This style of invention is not unique, however. Gold-plated cables for digital data don't improve the sound; but they do improve the self-esteem of the purchaser. Another example is the "I'm rich" application for iPhone.
Except that most guns aren't manufactured in people homes and most people neither have the tools nor the knowledge to build a gun.
Most people don't have tools and knowledge to crack software and DVDs. Nevertheless, the Internet is full of cracked software and movies. This is because one talented worker can supply the goods to thousands of less talented consumers. Oh, by the way, that's how the world works since people emerged from the caves.
Guns are manufactured for hundreds of years, even though blacksmiths of the time had no decent tools or machines. Can you imagine at what rate a modern CNC would be producing gun parts, all on its own? British Sten was designed for production in a bicycle repair shop of 1940's - and it was even silenced! Agent Blazkowicz of OSA went through the whole war with his trusty Sten in hands.
Also this is nothing special to guns, you can build bombs a lot easier then guns, yet those are already outlawed and nobody complains.
Nobody complains because there is nothing that one can do. Complaints would be not productive. That's why complaints are only directed at soft targets.

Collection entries
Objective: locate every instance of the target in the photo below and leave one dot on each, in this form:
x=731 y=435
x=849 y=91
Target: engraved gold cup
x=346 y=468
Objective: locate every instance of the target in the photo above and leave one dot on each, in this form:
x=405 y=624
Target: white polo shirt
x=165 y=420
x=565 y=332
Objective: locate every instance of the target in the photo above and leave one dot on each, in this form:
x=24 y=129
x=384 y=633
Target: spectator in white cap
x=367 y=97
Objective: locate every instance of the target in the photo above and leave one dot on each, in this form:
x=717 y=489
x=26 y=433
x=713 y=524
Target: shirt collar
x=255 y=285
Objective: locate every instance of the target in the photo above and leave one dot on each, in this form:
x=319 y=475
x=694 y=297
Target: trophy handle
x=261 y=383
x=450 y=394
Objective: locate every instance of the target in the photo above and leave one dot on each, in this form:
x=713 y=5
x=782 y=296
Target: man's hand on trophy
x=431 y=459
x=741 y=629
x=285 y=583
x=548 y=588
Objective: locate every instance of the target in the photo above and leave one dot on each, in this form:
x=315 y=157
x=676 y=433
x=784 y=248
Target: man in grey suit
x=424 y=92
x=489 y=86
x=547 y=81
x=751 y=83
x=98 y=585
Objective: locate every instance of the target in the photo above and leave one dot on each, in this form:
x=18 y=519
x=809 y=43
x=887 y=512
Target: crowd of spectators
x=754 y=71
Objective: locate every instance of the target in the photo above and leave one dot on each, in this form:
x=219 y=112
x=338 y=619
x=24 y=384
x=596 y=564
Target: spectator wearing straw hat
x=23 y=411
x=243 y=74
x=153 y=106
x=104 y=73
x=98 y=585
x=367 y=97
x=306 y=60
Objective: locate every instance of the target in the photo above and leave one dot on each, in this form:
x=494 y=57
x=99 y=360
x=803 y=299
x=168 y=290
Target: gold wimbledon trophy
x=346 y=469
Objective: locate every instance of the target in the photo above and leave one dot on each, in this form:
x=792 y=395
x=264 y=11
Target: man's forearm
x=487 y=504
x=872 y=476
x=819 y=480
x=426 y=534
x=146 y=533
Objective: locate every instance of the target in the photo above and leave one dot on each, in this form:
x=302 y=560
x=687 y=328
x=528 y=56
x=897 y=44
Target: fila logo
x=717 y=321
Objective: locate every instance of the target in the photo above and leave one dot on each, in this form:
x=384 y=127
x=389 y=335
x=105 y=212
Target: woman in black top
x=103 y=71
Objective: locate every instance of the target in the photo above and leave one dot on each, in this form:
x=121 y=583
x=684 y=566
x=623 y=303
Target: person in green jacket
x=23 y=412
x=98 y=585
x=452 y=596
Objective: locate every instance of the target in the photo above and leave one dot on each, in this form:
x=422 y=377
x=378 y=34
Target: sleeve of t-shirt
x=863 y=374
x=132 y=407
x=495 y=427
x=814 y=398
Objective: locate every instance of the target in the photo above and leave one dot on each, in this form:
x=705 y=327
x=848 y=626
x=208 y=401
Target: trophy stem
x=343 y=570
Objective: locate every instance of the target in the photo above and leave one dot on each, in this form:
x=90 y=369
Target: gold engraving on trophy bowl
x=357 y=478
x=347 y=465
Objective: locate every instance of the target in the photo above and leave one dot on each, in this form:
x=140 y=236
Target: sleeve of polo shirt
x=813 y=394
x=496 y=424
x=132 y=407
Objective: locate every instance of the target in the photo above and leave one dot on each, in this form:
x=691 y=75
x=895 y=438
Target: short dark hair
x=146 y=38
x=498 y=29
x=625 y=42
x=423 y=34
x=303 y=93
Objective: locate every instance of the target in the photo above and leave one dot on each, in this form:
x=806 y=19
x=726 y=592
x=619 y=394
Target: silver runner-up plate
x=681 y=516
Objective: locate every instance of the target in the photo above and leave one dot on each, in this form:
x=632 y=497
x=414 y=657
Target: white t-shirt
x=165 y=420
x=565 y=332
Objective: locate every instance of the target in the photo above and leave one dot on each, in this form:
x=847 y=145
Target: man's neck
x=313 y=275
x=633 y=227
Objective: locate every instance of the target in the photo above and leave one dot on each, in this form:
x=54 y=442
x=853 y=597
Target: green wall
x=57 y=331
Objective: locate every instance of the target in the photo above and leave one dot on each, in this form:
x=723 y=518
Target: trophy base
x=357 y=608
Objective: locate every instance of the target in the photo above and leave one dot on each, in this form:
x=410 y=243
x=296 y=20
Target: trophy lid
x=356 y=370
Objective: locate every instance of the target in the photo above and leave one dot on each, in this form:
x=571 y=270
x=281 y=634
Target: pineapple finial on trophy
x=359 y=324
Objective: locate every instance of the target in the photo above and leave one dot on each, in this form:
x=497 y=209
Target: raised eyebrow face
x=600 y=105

TASK LIST>
1. Write out the discussion about making guns at home word for word, from start to finish.
2. Find each line in the listing that contains the string "sleeve" and copy those lines out.

RESULTS FOR THE EXERCISE>
1.
This style of invention is not unique, however. Gold-plated cables for digital data don't improve the sound; but they do improve the self-esteem of the purchaser. Another example is the "I'm rich" application for iPhone.
Except that most guns aren't manufactured in people homes and most people neither have the tools nor the knowledge to build a gun.
Most people don't have tools and knowledge to crack software and DVDs. Nevertheless, the Internet is full of cracked software and movies. This is because one talented worker can supply the goods to thousands of less talented consumers. Oh, by the way, that's how the world works since people emerged from the caves.
Guns are manufactured for hundreds of years, even though blacksmiths of the time had no decent tools or machines. Can you imagine at what rate a modern CNC would be producing gun parts, all on its own? British Sten was designed for production in a bicycle repair shop of 1940's - and it was even silenced! Agent Blazkowicz of OSA went through the whole war with his trusty Sten in hands.
Also this is nothing special to guns, you can build bombs a lot easier then guns, yet those are already outlawed and nobody complains.
Nobody complains because there is nothing that one can do. Complaints would be not productive. That's why complaints are only directed at soft targets.

2.
Target: sleeve of t-shirt
Target: sleeve of polo shirt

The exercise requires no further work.